═══ Data in this exercise ═══

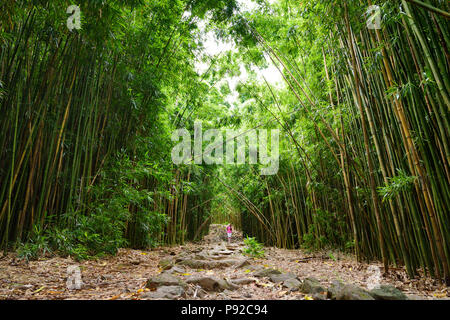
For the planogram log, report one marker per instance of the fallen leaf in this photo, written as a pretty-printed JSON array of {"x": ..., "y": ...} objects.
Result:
[{"x": 40, "y": 289}]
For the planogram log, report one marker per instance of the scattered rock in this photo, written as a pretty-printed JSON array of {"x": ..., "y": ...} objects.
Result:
[
  {"x": 209, "y": 283},
  {"x": 242, "y": 263},
  {"x": 282, "y": 277},
  {"x": 242, "y": 281},
  {"x": 164, "y": 279},
  {"x": 311, "y": 285},
  {"x": 266, "y": 272},
  {"x": 334, "y": 289},
  {"x": 166, "y": 263},
  {"x": 388, "y": 292},
  {"x": 352, "y": 292},
  {"x": 292, "y": 284},
  {"x": 319, "y": 296},
  {"x": 175, "y": 269},
  {"x": 165, "y": 292}
]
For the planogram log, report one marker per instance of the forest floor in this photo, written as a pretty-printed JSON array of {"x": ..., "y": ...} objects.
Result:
[{"x": 126, "y": 275}]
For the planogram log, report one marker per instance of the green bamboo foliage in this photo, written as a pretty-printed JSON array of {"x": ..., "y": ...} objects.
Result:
[{"x": 390, "y": 145}]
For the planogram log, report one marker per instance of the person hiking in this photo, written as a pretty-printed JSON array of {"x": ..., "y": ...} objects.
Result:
[{"x": 229, "y": 231}]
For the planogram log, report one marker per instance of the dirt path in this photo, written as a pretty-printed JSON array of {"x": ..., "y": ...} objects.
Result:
[{"x": 211, "y": 269}]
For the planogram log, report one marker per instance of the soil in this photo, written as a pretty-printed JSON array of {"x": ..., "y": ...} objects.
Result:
[{"x": 125, "y": 275}]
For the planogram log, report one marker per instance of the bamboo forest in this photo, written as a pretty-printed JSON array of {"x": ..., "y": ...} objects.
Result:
[{"x": 225, "y": 150}]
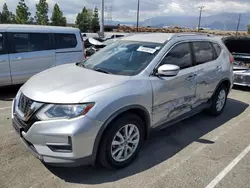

═══

Goal - Report every line above that contains the string "forest", matching case exactly.

Solution to the exercise -
For the planogram log, report one marker per instance of the forest floor in this photo, written as a pretty-printed JSON array of {"x": ..., "y": ...} objects.
For the planogram log, report one marker per instance of the bamboo forest in this photo, written as a pretty-printed JSON array of {"x": ..., "y": ...} objects.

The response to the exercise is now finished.